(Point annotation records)
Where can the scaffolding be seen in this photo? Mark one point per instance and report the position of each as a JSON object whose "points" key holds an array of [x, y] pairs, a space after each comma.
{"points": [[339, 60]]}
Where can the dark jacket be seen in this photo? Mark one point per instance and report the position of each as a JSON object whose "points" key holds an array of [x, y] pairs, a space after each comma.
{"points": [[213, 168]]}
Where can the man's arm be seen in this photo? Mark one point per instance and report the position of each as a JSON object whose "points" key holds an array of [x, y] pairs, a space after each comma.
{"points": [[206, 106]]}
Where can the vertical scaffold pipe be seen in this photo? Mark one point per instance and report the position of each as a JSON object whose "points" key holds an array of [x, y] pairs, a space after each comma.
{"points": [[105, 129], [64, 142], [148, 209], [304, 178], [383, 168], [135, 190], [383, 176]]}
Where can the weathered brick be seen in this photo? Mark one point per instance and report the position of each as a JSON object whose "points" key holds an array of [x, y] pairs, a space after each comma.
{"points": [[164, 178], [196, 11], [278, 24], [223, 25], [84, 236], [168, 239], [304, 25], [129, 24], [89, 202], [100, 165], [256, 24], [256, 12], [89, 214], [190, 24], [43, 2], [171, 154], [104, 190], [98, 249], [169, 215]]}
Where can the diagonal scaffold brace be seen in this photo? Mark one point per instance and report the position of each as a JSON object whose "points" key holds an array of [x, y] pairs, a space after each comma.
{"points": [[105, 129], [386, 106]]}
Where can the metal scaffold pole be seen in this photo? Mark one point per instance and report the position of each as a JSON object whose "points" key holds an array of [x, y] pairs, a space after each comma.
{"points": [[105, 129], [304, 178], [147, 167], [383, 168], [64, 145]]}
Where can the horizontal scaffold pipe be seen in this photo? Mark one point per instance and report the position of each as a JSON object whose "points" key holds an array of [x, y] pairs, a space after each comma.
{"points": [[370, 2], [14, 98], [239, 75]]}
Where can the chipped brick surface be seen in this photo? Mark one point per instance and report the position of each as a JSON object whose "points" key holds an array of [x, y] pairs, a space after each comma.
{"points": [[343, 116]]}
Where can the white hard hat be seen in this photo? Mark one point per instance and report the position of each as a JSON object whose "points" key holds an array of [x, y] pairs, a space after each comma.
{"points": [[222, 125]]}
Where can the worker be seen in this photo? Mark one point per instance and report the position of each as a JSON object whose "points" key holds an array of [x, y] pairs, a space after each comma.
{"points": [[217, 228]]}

Written task
Retype every one of the records above word for word, keeping each line and all coordinates unchanged.

Answer to the exercise
Where can the scaffolding be seen in this photo? Mark one point per instance and report the position of each as a JSON object whose "points" key holds an array of [x, y] pairs, a space after each comma.
{"points": [[339, 60]]}
Where can the dark jacket be seen in this photo? Mark one point per instance and report the position of each as a JSON object whose "points" key holds an array of [x, y] pairs, a space after each comma.
{"points": [[213, 168]]}
Where can the man's arm be seen in this photo? Mark one point per instance and report the position of each as a JSON object whose "points" key holds an array of [x, y] pairs, a space after each comma.
{"points": [[206, 106]]}
Where can the vertical scaffold pipe be seen in this photo? Mark one point per instance and report the position of each as a JSON object whose "points" key holds an array of [x, y] pairs, a space after each comma.
{"points": [[105, 129], [64, 142], [148, 209], [304, 178], [383, 168], [135, 190], [383, 176]]}
Where can the weathered brick be seen in this photo? Mark one point per instance and report the position of each as a JSON object whose "points" key holds an array of [x, y] pairs, a space after each comma.
{"points": [[164, 178], [196, 11], [278, 24], [223, 25], [84, 236], [168, 239], [304, 25], [129, 24], [89, 202], [100, 165], [256, 24], [256, 12], [89, 214], [190, 24], [43, 2], [171, 154], [104, 190], [98, 249], [169, 215]]}
Where can the diagonal scaffold brace be seen in this photo? Mark one point per instance and report the position of each as a JSON object whose "points" key holds an array of [x, y] pairs, a space after each comma.
{"points": [[105, 129], [386, 106]]}
Where can the metal scaffold pole be seen in this photo? Mark one point per instance and report the position of each as a JSON object whose "points" key holds an array of [x, y] pairs, a space after each comma.
{"points": [[105, 129], [304, 178], [147, 167], [383, 168], [64, 145]]}
Where can the horizontal scaffold pipe be seen in this photo? Mark one point per instance and report the position of each as a JSON object whose "points" key holds an array of [x, y] pairs, a space after each comma.
{"points": [[370, 2], [14, 98], [239, 75]]}
Where can the chipped brick surface be seen in this photo? Mark one point per instance and report the position of each as a JSON object whose "points" key holds an array of [x, y] pairs, a space after each comma.
{"points": [[343, 116]]}
Where can the white hard hat be seen in this photo? Mark one point per instance and report the position of each as a JSON object whose "points" key holds an array of [x, y] pairs, a space after each comma.
{"points": [[222, 125]]}
Where can the worker be seen in this photo? Mark one point per instance and report the position of each as a JSON object whose "points" key holds an array of [x, y] pairs, a space after each comma.
{"points": [[217, 228]]}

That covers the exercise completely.